━━ Material for this task ━━

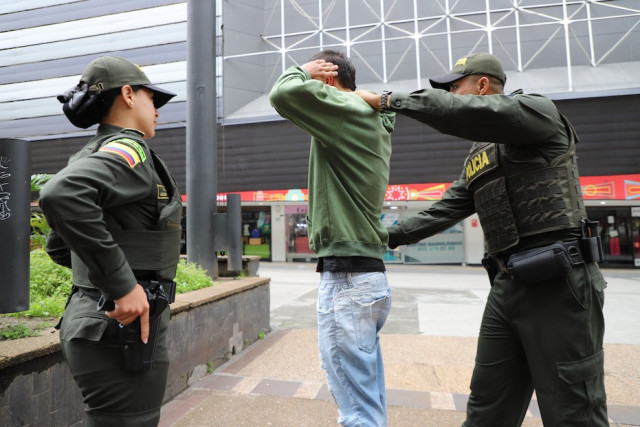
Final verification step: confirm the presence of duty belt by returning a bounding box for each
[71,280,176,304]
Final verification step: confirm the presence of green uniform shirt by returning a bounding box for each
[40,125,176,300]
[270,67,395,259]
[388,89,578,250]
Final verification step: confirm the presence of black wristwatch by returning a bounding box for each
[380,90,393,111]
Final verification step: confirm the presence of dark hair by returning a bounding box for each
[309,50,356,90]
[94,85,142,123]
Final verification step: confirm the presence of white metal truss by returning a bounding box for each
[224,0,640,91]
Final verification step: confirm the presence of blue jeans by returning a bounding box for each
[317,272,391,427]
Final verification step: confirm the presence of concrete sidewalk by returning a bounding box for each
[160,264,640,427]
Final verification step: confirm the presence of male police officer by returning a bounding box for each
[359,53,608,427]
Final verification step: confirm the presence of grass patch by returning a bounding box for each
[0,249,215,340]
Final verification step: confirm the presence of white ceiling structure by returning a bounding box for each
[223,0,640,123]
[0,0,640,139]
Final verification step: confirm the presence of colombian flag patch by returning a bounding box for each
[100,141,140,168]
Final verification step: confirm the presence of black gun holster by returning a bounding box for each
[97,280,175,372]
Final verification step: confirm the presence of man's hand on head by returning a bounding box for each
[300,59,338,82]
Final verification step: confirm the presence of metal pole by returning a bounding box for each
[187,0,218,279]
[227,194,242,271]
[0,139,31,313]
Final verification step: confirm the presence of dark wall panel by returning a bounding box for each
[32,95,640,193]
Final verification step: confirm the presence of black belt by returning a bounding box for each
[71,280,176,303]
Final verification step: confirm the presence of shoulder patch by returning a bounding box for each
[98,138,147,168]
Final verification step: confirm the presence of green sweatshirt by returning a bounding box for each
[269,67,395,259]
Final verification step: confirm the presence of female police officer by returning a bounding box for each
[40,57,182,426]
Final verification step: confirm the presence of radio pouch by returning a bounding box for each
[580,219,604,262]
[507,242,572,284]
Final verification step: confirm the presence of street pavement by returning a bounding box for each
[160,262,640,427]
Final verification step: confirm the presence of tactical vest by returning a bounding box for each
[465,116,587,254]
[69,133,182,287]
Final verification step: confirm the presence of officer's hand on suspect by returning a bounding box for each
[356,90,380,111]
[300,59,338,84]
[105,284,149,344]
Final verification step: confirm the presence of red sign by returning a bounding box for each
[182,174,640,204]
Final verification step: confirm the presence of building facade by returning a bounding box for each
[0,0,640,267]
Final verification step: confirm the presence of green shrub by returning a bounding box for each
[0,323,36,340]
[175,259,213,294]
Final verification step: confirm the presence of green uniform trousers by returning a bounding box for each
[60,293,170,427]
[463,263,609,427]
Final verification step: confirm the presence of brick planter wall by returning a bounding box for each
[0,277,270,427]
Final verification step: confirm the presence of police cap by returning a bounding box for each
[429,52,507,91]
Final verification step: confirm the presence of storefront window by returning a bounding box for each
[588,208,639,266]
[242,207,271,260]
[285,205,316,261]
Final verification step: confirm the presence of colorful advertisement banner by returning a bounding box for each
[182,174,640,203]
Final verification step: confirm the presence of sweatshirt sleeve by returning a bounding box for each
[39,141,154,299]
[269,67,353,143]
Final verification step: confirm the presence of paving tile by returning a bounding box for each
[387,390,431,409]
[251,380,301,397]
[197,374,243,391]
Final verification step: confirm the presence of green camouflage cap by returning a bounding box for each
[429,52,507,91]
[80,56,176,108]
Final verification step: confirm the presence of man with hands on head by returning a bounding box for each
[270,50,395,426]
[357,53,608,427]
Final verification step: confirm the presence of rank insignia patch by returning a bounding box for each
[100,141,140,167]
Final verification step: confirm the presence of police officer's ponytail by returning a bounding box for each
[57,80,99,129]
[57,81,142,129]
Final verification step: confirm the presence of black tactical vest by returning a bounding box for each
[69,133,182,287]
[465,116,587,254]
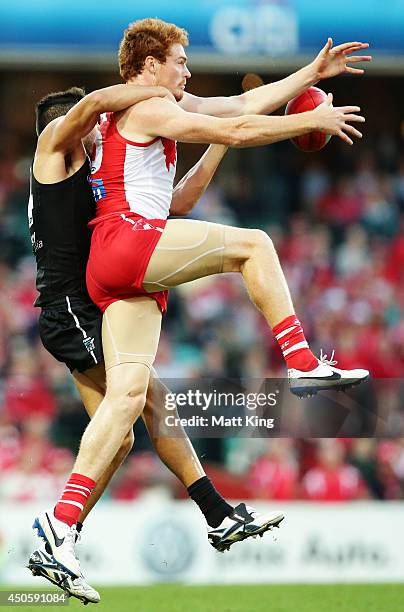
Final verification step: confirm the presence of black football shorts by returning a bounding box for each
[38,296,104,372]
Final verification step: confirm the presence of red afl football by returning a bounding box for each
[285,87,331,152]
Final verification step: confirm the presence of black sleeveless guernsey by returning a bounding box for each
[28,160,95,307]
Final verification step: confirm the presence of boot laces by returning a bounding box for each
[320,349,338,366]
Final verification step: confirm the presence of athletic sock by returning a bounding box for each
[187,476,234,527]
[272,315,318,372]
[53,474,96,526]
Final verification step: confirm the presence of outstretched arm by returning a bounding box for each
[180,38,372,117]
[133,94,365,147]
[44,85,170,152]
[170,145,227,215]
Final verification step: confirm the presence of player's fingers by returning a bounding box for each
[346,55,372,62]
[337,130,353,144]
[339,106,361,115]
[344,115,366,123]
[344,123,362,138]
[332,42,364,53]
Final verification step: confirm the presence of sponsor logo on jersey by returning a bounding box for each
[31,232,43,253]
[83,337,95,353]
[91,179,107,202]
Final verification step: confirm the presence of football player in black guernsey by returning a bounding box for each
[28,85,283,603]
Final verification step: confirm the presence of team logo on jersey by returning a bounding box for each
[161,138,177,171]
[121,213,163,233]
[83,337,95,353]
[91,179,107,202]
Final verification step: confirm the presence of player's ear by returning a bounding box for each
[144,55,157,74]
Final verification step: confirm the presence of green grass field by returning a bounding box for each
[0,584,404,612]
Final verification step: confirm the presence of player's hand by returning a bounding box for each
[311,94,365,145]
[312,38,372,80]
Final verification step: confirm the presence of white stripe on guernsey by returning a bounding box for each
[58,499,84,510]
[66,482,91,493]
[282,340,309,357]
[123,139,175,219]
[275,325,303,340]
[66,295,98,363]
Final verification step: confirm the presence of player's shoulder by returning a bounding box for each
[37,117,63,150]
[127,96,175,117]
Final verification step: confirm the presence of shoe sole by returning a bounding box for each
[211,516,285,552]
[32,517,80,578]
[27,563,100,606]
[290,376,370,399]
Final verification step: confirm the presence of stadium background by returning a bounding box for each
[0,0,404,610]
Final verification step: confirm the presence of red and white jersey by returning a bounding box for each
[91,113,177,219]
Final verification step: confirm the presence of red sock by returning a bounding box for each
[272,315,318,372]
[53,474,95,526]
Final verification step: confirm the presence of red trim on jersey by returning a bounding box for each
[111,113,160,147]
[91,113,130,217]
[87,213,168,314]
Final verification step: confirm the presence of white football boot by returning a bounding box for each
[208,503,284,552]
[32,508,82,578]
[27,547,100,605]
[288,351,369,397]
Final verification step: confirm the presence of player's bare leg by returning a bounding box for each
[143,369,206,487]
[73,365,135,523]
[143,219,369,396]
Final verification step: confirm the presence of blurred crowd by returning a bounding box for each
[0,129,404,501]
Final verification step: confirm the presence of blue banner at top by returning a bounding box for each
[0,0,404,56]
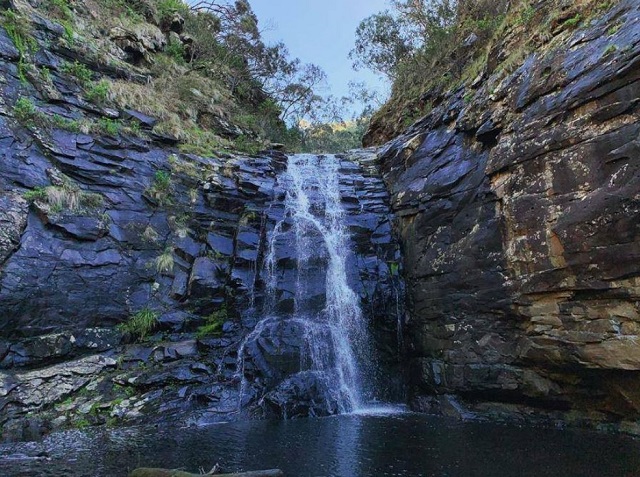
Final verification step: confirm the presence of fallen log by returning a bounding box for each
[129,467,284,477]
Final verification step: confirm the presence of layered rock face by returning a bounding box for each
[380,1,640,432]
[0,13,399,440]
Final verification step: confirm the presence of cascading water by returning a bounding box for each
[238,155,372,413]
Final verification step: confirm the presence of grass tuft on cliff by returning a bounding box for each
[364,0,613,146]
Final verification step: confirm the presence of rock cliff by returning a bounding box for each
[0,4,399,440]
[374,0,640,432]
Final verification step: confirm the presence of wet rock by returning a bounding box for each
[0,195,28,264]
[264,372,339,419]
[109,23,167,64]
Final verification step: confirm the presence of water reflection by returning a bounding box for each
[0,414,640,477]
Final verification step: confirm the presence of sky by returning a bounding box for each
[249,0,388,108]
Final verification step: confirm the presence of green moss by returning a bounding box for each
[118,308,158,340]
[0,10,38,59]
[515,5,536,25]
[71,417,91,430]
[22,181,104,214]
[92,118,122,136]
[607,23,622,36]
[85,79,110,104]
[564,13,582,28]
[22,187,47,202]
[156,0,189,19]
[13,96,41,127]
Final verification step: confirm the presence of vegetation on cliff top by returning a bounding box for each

━━━
━━ Material for this task ━━

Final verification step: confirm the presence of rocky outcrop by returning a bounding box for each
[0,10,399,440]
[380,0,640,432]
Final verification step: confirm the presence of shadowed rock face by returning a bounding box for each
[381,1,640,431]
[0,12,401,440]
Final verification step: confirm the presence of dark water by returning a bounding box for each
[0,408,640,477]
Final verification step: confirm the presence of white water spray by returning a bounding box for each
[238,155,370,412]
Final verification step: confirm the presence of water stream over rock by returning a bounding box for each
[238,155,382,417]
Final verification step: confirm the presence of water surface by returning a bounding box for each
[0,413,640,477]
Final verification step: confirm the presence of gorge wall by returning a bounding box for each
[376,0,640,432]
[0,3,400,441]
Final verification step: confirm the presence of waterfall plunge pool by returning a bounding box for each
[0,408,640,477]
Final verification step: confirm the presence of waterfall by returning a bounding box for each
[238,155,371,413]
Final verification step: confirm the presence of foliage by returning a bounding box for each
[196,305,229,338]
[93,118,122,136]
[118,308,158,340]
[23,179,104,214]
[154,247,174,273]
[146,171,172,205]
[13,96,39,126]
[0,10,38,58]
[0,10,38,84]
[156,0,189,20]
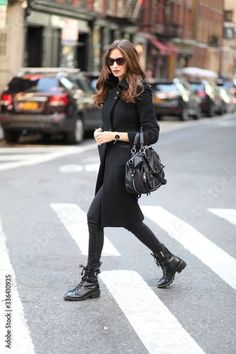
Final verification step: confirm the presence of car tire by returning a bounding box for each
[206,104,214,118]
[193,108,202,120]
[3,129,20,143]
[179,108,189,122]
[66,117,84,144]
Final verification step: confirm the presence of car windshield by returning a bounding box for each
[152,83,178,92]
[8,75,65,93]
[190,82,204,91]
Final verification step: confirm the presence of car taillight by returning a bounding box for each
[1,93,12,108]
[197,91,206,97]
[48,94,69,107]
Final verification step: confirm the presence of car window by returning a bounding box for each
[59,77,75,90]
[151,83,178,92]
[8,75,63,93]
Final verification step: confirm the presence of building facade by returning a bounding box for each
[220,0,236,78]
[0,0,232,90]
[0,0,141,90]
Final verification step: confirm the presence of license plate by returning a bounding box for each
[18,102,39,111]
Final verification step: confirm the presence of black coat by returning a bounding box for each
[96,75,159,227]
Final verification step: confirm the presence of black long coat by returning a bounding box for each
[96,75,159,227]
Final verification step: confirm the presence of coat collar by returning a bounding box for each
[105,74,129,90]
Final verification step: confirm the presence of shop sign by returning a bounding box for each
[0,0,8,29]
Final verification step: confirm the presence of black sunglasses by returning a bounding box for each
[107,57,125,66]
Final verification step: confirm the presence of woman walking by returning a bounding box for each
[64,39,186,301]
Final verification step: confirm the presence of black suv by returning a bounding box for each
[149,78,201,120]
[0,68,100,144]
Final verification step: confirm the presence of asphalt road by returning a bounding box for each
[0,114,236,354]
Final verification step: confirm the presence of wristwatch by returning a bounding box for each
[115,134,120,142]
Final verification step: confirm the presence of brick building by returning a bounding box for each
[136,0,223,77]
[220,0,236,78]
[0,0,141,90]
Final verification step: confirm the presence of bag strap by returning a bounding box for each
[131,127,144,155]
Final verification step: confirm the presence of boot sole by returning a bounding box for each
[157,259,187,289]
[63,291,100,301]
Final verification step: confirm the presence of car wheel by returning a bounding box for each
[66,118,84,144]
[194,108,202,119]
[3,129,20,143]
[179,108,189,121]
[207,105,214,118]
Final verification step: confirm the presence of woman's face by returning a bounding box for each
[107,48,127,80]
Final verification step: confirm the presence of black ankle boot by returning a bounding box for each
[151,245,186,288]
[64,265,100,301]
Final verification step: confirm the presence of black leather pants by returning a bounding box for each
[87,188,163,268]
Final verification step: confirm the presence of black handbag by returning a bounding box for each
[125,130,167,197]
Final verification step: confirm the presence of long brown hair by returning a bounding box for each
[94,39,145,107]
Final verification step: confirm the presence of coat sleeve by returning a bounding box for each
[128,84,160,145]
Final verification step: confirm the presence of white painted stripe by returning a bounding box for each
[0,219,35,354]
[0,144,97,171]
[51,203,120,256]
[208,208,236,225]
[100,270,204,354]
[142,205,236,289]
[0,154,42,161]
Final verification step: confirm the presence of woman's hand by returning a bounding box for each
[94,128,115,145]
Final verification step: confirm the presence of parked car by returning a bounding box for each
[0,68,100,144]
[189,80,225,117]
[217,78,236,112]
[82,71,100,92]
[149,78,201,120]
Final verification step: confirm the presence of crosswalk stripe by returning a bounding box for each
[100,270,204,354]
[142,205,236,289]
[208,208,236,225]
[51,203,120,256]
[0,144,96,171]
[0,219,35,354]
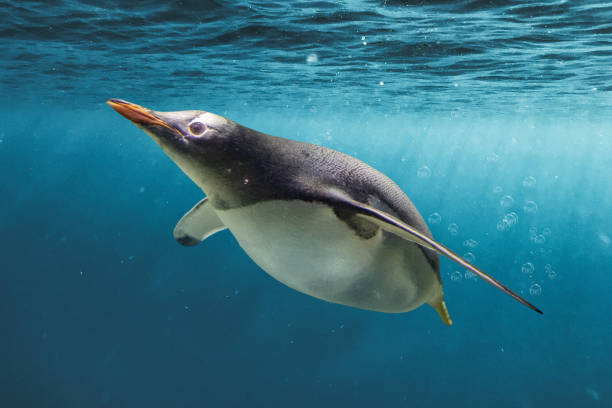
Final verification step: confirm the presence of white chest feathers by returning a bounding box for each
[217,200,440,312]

━━━
━━ Material for this task ━━

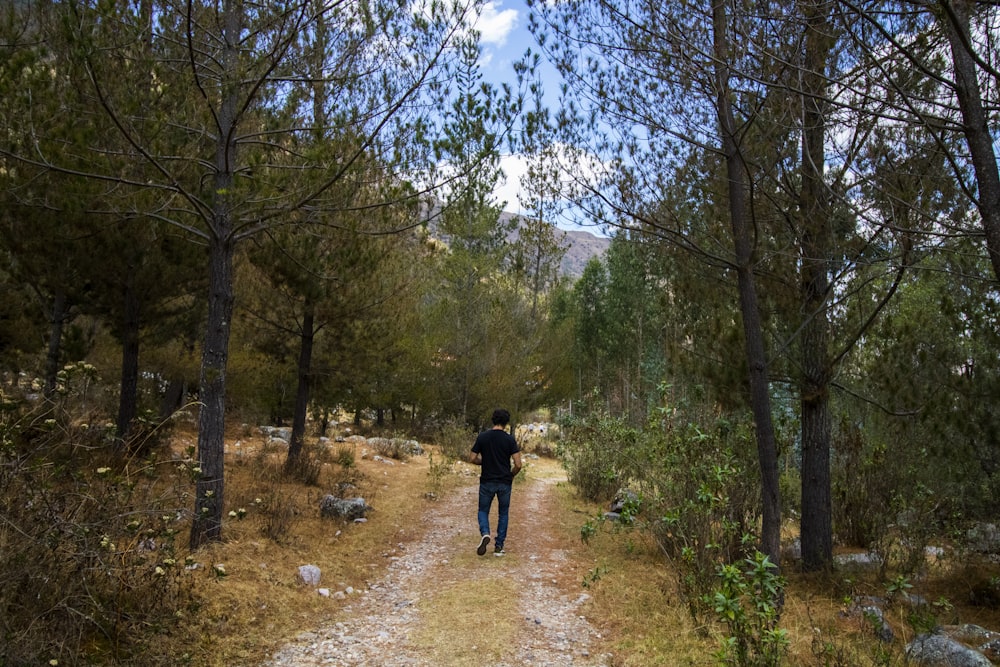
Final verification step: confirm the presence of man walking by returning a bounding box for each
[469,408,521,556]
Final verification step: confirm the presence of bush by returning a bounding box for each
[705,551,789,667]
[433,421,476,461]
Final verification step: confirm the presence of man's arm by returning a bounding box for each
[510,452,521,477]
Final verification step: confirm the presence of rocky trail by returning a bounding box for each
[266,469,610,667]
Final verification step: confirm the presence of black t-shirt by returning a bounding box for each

━━━

=== Task prompt ===
Copy the entries word for word, starting at the line containing "Final verification step: confirm the presence of paving" and ending at the line containing "[285,87,331,152]", with both of those lines included. Leave the pictures out of your copy.

=== Task solution ===
Final verification step: confirm the presence of paving tile by returning a bounding box for each
[387,390,431,409]
[251,380,301,397]
[197,374,243,391]
Final verification step: confirm the presence of green camouflage cap by returning a bounding box for each
[429,52,507,91]
[80,56,176,108]
Final verification step: confirm the presence of man with hands on head by returning a bounding box for each
[270,50,395,426]
[357,53,608,427]
Final verification step: confirm the presence of rank insignia patch by returning a bounding box for each
[100,141,140,167]
Final verification step: confirm the presence of police officer's ponytail by returning a bounding box for each
[57,80,99,129]
[57,81,142,129]
Final verification step: confirm the presence of black tactical vest by returning a bounding box for each
[69,133,182,287]
[465,116,587,254]
Final verification step: confirm the presence of black football shorts by returning a bounding box for each
[38,296,104,372]
Final verification step: confirm the presence of red afl football by returning a bounding box for each
[285,87,331,152]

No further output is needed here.